Ein Fall für Achim

Ich wollte immer Krimis schreiben. Bevor ich mich 1993/94 auf Fantasy konzentrierte, habe ich es mit Mörderjagden versucht. Meine Detektive hatten genug Profil, um eine ganze Reihe tragen zu können – da war der schräg-geheimnisvolle Orion West, der immer neue Geschichten für das Fehlen seines rechten Daumens hatte, und der gerne verhinderte, auf die Abschussliste zu kommen, indem er allen Verdacht auf sich lenkte und damit für den Mörder ein sanftes Ruhekissen darstellte, oder das »Stümper-Team«, eine Gruppe aus einer verhinderten Autorin, einem klein geratenen Schauspieler und einem korrupten Polizisten, die Verbrechen im englischen Hinterland aufklären sollten. Der Schönheitsfehler lag nur darin, dass meine Morde nicht aufzuklären waren, und Orion West, Alison Ellisson und die ganzen anderen nie dazu kamen, ihre wahre Genialität unter Beweis zu stellen.

______

→ **AUFGABEN**:
• a. Beantworte diese Fragen zum Textabschnitt über die Krimiversuche, jede Antwort in einer eigenen Zeile mit derselben Markierung:
(i) Auf welches Genre hat sich die erzählende Person 1993/94 konzentriert?
(ii) Was fehlte Orion West?
(iii) Aus welchen drei Leuten bestand das »Stümper-Team«?
• b. Schreib den Textabschnitt über die Krimiversuche weiter, direkt nach seinem letzten Satz.

______

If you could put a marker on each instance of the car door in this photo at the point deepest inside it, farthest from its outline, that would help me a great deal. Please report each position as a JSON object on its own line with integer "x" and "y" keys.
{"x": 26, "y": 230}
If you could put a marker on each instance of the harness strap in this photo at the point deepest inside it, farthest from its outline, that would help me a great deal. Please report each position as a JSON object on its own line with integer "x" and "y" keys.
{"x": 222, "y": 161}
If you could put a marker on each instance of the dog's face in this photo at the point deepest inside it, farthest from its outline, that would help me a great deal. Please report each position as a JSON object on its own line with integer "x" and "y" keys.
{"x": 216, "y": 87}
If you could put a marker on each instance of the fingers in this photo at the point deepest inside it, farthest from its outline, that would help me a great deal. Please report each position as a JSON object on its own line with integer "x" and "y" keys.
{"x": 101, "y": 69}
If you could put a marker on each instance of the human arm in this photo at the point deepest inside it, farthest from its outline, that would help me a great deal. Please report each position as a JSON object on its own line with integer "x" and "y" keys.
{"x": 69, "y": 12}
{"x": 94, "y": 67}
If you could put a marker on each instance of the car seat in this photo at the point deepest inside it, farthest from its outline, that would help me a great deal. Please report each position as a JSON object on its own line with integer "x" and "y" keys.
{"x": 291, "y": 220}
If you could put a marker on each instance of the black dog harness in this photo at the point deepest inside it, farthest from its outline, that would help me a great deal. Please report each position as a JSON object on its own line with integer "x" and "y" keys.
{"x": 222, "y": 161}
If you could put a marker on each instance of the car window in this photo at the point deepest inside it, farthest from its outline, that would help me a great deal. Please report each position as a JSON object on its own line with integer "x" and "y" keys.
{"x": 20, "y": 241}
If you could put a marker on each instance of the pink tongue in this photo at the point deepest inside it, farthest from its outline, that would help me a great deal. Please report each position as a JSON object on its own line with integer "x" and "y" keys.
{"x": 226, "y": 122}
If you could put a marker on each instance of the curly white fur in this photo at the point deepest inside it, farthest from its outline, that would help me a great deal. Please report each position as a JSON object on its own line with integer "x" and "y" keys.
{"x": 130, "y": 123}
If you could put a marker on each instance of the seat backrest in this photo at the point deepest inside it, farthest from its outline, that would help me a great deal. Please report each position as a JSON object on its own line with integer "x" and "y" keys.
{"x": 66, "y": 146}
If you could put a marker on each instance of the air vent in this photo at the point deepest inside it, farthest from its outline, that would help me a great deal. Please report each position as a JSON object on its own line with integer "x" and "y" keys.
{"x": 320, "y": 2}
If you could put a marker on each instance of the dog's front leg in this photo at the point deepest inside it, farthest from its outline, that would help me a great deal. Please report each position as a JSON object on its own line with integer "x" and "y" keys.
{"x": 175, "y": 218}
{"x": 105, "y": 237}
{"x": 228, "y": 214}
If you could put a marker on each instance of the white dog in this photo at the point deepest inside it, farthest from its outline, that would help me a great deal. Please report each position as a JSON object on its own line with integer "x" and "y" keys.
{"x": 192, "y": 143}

______

→ **ANTWORTEN**:
• a.
(i) Auf Fantasy.
(ii) Sein rechter Daumen.
(iii) Aus einer verhinderten Autorin, einem klein geratenen Schauspieler und einem korrupten Polizisten.

• b.
Aber ich habe diesen Traum nie aufgegeben. 2005 wäre ich um ein Haar eine Drei-Fragezeichen-Autorin geworden, vermittelt durch die großartige Astrid Vollenbruch: Ich hatte ein Exposee, eine Leseprobe, guten Kontakt zur Redakteurin – und dann bekam ich eine Vollzeitstelle, hatte keine Zeit mehr für Auftragsschreibereien (das war vor meinem ersten Nanowrimo, und mein Zeitmanagement war effektiv nicht vorhanden), und so bin ich dann von dem Plan zurückgetreten, auch wenn ich immer noch finde, dass ich einen guten Plot hatte und noch ein paar interessante Fälle im Hinterkopf. Heute bedaure ich das noch mehr als meine Entscheidung, als Drehbuchschreiberin für Richterin Barbara Salesch auszusteigen – ich bin mit den Drei Fragezeichen aufgewachsen und liebe die Geschichten immer noch über alles. Jetzt, sechs Jahre später, habe ich Lust, einen neuen Vorstoß in Richtung meines alten Traumes zu machen – und helfen soll mir dabei ein Mann namens Achim.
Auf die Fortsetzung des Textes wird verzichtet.